| Work instruction |
Retype only the lines at the head of the records, first through the one with "Find the snow-covered roof;", exactly as written.

Natural language region descriptions
● ● ● ● ●

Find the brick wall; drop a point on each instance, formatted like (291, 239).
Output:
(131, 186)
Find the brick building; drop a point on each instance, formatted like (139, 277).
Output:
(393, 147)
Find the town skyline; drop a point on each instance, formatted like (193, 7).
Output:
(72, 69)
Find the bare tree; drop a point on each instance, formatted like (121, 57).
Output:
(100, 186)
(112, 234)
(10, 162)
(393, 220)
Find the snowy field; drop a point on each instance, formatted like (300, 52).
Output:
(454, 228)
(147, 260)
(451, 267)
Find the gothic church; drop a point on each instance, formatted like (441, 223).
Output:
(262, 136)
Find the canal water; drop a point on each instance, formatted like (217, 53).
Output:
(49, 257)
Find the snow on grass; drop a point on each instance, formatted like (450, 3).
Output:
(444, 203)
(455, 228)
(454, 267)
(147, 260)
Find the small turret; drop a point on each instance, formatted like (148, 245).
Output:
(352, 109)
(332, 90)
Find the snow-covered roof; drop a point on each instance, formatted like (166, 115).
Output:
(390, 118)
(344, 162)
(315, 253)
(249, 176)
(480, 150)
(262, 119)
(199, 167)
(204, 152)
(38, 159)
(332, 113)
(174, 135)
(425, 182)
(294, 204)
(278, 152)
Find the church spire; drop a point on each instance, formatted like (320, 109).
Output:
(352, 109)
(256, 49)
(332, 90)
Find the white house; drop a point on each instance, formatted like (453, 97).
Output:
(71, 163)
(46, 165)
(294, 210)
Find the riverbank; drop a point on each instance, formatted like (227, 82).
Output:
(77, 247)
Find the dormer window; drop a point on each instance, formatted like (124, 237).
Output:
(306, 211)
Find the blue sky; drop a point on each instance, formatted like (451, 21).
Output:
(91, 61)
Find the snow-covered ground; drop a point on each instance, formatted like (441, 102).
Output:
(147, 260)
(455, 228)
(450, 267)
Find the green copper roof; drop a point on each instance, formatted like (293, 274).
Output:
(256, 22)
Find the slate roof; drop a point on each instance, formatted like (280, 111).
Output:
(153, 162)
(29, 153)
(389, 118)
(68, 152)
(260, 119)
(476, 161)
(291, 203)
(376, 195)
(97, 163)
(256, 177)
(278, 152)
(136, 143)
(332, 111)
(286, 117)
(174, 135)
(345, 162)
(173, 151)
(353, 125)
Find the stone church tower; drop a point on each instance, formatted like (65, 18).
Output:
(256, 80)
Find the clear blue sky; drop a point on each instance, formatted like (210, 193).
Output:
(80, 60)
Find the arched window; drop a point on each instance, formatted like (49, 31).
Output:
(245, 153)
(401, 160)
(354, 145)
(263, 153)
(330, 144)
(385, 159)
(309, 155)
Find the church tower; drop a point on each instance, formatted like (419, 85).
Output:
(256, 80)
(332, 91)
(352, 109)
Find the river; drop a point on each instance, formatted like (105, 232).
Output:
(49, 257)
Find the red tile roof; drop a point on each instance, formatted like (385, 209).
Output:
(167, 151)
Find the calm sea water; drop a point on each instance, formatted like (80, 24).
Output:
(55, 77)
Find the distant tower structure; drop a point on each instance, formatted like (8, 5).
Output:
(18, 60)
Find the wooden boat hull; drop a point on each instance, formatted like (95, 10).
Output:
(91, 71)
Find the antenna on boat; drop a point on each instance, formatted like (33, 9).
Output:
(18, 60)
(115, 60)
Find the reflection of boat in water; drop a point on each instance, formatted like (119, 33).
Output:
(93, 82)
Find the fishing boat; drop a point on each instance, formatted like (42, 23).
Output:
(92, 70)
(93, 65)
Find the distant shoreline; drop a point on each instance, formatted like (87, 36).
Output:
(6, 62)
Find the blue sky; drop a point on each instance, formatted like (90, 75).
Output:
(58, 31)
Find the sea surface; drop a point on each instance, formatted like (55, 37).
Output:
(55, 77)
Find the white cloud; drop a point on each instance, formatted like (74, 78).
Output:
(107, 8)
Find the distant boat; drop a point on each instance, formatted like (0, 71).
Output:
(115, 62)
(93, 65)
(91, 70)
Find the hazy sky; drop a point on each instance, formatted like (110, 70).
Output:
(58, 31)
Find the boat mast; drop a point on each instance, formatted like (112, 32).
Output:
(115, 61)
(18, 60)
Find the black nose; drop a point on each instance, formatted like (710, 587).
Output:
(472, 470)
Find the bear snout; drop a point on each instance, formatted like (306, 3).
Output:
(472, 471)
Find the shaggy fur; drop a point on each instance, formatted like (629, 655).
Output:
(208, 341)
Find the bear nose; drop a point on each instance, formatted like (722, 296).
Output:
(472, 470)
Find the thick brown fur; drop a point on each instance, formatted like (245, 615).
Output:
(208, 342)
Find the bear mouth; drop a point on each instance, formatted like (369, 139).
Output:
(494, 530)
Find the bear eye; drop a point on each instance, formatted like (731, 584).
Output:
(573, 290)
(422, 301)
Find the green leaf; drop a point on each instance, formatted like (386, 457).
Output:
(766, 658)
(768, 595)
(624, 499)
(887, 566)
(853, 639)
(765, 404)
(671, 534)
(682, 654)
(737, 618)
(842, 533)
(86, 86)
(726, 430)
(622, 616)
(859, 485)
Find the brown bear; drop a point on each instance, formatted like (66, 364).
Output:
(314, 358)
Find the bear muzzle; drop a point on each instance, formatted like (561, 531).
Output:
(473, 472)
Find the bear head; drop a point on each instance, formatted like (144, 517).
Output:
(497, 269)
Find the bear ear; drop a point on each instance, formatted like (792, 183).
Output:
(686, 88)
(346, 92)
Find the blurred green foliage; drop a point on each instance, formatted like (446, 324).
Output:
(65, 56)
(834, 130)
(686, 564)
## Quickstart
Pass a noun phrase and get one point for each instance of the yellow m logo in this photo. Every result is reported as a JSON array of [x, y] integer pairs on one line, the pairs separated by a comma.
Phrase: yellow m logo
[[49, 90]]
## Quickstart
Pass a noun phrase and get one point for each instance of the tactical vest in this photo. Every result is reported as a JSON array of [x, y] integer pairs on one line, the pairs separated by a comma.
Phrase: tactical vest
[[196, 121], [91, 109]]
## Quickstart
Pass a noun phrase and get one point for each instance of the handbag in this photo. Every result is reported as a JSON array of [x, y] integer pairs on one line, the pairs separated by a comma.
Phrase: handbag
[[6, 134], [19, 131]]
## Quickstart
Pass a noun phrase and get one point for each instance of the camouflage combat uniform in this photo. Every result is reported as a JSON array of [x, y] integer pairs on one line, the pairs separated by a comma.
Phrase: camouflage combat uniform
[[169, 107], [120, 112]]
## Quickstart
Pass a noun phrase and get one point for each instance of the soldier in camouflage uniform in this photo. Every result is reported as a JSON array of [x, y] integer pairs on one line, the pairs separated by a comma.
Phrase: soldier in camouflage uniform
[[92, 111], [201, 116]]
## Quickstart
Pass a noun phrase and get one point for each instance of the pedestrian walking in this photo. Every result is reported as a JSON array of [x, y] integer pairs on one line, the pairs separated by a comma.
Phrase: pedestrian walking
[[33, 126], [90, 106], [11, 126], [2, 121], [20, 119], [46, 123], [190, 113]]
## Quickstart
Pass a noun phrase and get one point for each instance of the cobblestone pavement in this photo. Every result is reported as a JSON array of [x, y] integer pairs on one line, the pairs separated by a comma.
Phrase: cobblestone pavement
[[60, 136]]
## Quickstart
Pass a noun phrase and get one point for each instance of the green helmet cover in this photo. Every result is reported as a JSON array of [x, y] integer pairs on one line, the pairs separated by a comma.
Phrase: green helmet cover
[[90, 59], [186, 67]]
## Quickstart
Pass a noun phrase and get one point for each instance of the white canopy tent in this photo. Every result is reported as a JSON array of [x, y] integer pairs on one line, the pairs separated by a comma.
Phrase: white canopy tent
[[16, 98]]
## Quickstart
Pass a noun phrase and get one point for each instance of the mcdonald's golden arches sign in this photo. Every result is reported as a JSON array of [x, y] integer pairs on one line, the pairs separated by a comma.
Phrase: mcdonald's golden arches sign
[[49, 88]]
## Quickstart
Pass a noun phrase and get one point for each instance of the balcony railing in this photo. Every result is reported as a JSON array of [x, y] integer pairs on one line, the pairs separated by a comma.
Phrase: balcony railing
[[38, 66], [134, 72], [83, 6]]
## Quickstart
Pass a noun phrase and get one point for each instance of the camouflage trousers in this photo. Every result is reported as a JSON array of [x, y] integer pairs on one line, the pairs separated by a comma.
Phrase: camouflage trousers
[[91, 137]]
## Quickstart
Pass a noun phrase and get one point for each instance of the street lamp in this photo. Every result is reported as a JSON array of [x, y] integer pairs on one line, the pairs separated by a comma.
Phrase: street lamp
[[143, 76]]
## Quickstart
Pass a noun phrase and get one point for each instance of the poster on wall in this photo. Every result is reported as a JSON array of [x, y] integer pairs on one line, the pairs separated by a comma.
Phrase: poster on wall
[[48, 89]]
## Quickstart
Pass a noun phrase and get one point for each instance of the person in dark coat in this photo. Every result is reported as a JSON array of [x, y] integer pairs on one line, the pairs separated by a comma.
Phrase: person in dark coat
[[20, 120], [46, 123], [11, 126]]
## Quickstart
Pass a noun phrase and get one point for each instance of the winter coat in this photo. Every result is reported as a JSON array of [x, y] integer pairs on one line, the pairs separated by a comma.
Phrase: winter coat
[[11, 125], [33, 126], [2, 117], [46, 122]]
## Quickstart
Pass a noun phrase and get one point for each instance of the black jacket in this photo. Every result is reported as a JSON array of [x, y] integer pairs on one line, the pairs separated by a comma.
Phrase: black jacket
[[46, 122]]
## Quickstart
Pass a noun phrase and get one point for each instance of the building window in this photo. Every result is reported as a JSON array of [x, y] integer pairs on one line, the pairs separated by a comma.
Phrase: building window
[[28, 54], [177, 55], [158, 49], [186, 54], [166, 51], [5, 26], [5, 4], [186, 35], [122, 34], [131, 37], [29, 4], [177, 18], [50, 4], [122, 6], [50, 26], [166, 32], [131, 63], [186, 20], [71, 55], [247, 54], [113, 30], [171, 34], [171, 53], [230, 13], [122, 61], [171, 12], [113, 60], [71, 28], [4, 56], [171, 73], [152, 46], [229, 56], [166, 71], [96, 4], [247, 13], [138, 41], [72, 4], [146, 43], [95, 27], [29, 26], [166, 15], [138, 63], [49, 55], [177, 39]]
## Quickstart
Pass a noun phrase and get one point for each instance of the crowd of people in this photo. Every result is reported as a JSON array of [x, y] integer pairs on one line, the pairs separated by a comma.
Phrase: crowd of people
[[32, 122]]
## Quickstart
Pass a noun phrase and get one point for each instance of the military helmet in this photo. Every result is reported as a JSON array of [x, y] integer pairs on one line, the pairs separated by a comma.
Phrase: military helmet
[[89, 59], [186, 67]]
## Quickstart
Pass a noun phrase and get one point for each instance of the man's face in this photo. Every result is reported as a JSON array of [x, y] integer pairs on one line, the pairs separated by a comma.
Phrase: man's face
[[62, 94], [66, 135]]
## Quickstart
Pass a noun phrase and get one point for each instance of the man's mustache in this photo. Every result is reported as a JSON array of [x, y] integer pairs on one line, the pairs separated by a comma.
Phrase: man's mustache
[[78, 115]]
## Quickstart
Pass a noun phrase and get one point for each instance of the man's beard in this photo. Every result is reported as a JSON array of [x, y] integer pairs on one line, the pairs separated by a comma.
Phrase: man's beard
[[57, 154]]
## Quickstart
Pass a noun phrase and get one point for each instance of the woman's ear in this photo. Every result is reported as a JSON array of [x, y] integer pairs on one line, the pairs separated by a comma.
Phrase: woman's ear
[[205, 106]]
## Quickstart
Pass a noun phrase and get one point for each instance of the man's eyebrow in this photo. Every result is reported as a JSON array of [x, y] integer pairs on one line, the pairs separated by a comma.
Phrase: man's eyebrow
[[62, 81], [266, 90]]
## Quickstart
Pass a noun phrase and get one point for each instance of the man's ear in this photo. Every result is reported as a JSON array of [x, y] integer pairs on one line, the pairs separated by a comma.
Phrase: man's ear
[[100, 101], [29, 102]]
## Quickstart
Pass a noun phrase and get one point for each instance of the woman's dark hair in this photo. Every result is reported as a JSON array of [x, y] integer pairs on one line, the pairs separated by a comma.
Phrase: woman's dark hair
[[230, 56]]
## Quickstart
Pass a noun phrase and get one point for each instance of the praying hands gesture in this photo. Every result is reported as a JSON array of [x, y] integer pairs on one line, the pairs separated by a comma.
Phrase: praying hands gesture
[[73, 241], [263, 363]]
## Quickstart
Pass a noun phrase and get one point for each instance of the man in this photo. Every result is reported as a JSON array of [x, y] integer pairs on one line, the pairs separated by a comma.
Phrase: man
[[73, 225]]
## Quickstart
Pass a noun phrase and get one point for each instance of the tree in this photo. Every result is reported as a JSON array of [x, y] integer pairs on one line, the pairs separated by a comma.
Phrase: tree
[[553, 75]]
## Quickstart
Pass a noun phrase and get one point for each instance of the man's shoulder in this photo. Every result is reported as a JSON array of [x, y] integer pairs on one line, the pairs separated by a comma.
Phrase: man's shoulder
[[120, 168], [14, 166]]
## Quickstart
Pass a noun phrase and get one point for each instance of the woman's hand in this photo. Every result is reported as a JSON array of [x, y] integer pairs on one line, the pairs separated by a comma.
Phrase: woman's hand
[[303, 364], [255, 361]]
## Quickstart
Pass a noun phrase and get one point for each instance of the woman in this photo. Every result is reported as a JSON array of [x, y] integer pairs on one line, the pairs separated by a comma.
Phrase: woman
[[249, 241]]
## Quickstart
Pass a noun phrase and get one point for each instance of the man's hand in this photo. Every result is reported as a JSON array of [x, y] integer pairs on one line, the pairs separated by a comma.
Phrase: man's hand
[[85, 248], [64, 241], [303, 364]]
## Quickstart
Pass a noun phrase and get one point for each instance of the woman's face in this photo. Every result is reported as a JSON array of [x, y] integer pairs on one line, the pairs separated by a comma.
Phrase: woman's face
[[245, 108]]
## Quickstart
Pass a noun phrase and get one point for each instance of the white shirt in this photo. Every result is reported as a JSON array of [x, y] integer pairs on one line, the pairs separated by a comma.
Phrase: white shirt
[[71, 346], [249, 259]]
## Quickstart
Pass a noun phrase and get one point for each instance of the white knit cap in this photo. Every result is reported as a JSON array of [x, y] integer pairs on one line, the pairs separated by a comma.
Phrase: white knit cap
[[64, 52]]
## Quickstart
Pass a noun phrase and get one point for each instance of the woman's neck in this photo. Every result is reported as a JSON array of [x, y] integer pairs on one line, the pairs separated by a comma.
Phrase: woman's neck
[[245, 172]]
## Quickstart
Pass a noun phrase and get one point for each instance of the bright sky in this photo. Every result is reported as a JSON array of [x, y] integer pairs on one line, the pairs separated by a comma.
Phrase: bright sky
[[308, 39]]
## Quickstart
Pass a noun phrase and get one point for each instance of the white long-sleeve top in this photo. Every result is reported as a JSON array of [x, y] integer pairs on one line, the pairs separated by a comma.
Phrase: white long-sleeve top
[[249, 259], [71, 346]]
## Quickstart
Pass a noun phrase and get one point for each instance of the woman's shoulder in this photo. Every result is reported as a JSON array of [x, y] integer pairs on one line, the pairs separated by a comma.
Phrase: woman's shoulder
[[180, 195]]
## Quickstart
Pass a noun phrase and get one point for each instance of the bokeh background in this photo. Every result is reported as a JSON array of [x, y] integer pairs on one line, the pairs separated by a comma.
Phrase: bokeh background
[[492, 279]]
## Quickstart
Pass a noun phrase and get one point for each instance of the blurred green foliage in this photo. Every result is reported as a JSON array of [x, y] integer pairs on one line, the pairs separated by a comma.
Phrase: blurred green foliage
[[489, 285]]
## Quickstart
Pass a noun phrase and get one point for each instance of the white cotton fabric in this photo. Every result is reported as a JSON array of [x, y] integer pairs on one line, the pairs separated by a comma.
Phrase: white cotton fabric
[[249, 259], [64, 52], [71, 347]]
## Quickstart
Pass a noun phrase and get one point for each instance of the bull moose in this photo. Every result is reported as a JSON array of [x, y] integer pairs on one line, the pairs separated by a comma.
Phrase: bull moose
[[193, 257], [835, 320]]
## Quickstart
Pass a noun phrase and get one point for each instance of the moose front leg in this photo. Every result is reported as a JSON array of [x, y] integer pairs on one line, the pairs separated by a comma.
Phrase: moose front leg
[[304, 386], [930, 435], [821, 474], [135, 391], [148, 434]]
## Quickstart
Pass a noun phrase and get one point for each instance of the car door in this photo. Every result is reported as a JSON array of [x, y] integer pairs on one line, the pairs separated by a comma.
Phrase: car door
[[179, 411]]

● ● ● ● ●

| Task response |
Find the brick wall; drop a point on each instance, formatted like (291, 239).
Output:
(131, 186)
Find the brick building; drop a point on each instance, formatted like (139, 277).
Output:
(393, 147)
Find the town skyline; drop a point on each instance, formatted like (193, 7).
Output:
(72, 69)
Find the bare tree; drop a point on each instance, formatted like (121, 57).
Output:
(100, 186)
(112, 234)
(10, 162)
(393, 220)
Find the snowy field; drop a point on each instance, formatted like (300, 52).
Output:
(454, 228)
(147, 260)
(451, 267)
Find the gothic church; drop a point on each instance, formatted like (441, 223).
Output:
(262, 136)
Find the canal water; drop a point on each instance, formatted like (217, 53).
Output:
(49, 257)
Find the snow on grass; drop a point on each instance, formatted like (450, 3).
Output:
(444, 203)
(455, 228)
(454, 267)
(147, 260)
Find the small turret; drop a point on each instance, formatted like (148, 245).
Output:
(352, 109)
(332, 90)
Find the snow-covered roof; drop a point on each instance, formatted like (166, 115).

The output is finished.